» **THE DATA**
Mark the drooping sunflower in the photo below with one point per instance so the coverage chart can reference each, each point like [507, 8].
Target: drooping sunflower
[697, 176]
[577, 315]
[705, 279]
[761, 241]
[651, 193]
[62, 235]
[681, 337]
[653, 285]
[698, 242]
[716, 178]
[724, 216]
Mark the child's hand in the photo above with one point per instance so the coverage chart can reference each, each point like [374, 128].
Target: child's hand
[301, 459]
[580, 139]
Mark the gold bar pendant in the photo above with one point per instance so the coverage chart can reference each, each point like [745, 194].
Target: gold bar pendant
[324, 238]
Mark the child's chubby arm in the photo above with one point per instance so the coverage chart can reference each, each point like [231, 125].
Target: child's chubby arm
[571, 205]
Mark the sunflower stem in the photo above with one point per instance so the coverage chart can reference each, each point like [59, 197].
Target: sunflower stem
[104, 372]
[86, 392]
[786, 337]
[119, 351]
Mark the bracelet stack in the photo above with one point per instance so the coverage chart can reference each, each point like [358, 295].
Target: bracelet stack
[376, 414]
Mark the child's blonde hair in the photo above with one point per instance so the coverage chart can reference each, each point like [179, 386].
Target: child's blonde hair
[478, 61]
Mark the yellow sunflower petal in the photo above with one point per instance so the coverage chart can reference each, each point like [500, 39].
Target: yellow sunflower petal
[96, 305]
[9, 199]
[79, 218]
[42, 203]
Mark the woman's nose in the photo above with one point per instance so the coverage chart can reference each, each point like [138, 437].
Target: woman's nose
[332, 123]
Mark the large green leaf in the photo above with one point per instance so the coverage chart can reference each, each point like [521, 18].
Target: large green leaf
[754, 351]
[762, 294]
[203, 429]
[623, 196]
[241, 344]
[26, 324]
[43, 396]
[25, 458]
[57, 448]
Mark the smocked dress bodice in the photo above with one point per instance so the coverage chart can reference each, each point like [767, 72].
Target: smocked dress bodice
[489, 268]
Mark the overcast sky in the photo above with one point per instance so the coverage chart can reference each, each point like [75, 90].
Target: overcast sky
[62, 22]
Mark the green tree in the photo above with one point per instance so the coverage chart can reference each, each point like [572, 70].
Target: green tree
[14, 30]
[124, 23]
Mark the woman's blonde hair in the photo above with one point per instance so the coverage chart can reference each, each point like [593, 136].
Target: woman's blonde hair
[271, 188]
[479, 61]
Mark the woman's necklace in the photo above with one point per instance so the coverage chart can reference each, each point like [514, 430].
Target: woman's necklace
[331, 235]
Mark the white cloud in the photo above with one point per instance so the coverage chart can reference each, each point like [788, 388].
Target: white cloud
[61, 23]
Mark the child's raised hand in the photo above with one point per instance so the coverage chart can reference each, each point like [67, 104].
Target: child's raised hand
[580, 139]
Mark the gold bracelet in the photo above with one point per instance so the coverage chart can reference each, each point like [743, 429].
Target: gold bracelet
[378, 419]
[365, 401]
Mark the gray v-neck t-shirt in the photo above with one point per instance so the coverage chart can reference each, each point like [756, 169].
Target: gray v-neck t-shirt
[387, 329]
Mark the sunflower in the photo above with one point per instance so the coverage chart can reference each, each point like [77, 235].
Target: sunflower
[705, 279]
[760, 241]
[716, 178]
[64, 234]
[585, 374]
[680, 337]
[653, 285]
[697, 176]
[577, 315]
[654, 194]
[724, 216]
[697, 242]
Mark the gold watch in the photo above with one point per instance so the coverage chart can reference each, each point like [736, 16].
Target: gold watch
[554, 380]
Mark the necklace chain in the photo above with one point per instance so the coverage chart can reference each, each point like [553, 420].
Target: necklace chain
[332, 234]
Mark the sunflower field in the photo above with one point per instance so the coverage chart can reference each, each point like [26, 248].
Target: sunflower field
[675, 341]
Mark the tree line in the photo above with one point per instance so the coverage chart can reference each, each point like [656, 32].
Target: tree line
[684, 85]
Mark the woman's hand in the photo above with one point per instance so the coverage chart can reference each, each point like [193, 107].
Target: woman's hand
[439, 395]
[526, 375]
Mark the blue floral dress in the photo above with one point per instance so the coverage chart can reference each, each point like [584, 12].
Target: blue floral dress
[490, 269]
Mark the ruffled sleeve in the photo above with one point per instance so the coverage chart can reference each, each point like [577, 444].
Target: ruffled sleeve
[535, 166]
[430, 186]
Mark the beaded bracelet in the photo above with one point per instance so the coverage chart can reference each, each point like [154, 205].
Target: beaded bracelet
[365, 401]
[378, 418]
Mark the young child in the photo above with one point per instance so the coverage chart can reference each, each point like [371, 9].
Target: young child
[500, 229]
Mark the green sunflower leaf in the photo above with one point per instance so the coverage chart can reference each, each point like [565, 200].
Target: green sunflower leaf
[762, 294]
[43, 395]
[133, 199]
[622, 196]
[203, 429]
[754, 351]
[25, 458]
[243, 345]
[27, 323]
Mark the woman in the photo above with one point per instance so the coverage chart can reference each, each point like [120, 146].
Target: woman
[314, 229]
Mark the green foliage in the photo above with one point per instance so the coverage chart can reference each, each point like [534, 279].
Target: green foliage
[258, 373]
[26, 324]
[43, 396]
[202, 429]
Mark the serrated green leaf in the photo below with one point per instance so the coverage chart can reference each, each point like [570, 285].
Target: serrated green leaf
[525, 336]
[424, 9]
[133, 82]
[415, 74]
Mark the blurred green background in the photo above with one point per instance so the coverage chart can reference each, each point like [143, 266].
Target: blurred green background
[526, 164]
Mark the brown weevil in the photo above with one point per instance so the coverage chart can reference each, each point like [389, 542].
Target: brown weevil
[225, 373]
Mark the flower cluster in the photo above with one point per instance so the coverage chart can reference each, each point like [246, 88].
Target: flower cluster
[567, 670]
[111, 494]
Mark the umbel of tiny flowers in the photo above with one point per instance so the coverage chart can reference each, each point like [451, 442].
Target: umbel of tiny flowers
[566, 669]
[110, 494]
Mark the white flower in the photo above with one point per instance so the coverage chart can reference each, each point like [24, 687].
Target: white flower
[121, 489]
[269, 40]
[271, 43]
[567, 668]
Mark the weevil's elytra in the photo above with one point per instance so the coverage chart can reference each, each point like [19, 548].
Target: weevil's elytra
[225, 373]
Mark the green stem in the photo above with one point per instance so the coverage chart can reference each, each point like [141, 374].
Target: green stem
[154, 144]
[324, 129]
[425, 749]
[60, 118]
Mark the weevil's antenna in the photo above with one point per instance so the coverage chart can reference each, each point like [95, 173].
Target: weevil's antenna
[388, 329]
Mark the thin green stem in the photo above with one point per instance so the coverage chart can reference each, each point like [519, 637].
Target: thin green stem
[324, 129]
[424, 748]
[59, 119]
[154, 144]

» **EXERCISE OBJECTIVE**
Repeat only the stretch of lines starting at the one containing "Mark the weevil's elytra" and running to the final line of the entries above.

» **EXERCISE SOLUTION**
Mark the weevil's elytra in the photo above with one point per instance so the coverage chart can reference each, each point like [19, 548].
Target: weevil's elytra
[225, 373]
Mark the green stem in the photo above with one point per instance so the coverage chart can reference each, each point like [141, 374].
Target: green stem
[154, 144]
[324, 129]
[425, 749]
[60, 118]
Mark the weevil's antenna in the photo above with one point per instance so the coverage chart can reference each, each point like [95, 173].
Target: weevil's antenna
[388, 329]
Mark the thin green stem in the photo above with one point per instance so the coverage chart can reference each, each point like [519, 637].
Target: thin green stem
[324, 129]
[424, 748]
[59, 119]
[154, 144]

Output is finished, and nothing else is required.